Transcribe the material below verbatim, line for line, and omit the pictures.

[Labeled-object pointing entries]
Begin
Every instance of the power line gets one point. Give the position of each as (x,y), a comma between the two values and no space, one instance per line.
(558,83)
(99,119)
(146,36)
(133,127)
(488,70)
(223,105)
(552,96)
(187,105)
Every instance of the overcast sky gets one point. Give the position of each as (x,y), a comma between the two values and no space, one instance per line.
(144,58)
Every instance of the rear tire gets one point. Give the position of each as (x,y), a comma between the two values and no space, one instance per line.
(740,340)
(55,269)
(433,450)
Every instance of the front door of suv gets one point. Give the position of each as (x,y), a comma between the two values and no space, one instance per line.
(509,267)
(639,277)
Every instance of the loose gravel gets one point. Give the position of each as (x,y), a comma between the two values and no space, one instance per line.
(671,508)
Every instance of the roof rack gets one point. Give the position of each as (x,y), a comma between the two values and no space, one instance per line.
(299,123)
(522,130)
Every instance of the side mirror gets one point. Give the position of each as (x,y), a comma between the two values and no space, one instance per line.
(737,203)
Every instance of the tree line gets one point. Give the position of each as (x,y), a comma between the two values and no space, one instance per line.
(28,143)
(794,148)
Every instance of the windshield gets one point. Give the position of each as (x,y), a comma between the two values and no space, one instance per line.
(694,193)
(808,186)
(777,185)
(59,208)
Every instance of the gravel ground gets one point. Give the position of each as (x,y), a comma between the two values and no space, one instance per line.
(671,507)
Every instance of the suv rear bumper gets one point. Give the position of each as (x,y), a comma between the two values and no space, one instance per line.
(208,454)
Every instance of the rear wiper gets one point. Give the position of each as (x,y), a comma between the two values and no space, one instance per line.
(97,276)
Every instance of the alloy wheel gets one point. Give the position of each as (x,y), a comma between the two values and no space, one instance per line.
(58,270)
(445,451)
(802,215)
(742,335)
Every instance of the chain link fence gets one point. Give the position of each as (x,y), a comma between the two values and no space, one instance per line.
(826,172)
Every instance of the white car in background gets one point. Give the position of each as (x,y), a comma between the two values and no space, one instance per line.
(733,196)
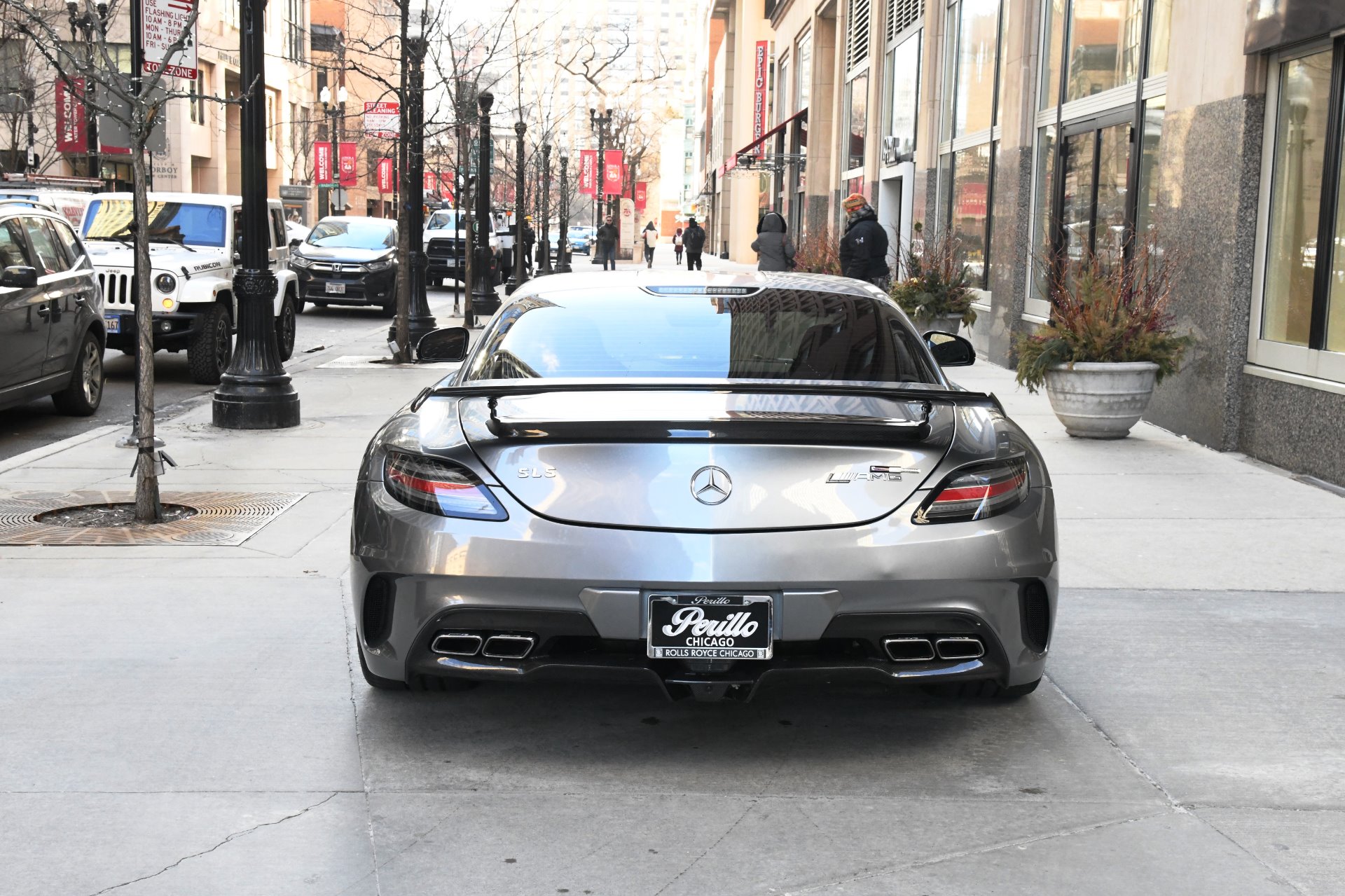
End
__Solved problem__
Every instance of the power line gets one point. Give the position of each as (x,y), a comma between the two values and no space, one instance per line.
(558,83)
(99,119)
(146,36)
(133,127)
(488,70)
(223,105)
(552,96)
(187,105)
Every instance of the overcast sky gets one point. Give the position of each as (x,y), a comma between the two values and no space, one instance per line.
(144,58)
Every instance of the rear tire gets one point. Give the position of each as (x,y), a comma between the two values and no space, one instance per line.
(740,340)
(55,269)
(433,450)
Every instance of the front door of suv gets one point. Give the position of each as (x,y), a comma between the two values and no space, one instance per line.
(509,267)
(639,277)
Every instance of the loose gravel gets one point. Give the position of each as (x,y), a comma between the two values and no space, one instance per line.
(671,508)
Every instance of the roof rack gets one point. Give the position of each as (x,y), a comma between the two values and no space, one instance per line.
(299,123)
(522,130)
Every instance of the side mirror gets one point. Give the position of each as (x,y), a comma between the two values and no space, one instance per line.
(737,203)
Every instance of the tree line gets one point. Give the position of each as (x,y), a comma between the two values and no space, one instance per line.
(28,143)
(794,148)
Every instance of the windshield gets one point. Give the position of each as (x,y), a comma between the two values and no space, one instance per line.
(694,193)
(808,186)
(777,185)
(59,208)
Every instance of the gravel ground gets one point. Give the position of each as (x,y), a comma between the two values and no space, one instance per line.
(671,507)
Every instance of the suv rear bumper gets one point. Give the position of each as (x,y), a comma between the two values and no space, one instance per line.
(208,454)
Every instance of the rear wiper gets one point. Give the position of each as (x,y), a comma between the two values and no space, one instance per line.
(97,276)
Every instance of the alloy wheel gets one point. Give the position of each as (x,y), a comma between the two values and no space, one instance per line.
(58,270)
(445,451)
(802,215)
(742,335)
Every instance of the chain link fence gets one point. Give the position of each as (x,y), a comma between the two values and no space, one instance per line.
(826,172)
Every instance of the white car in background gets one point. Give the position of each as (x,y), a comma between the two values and no space, one instance per line.
(733,196)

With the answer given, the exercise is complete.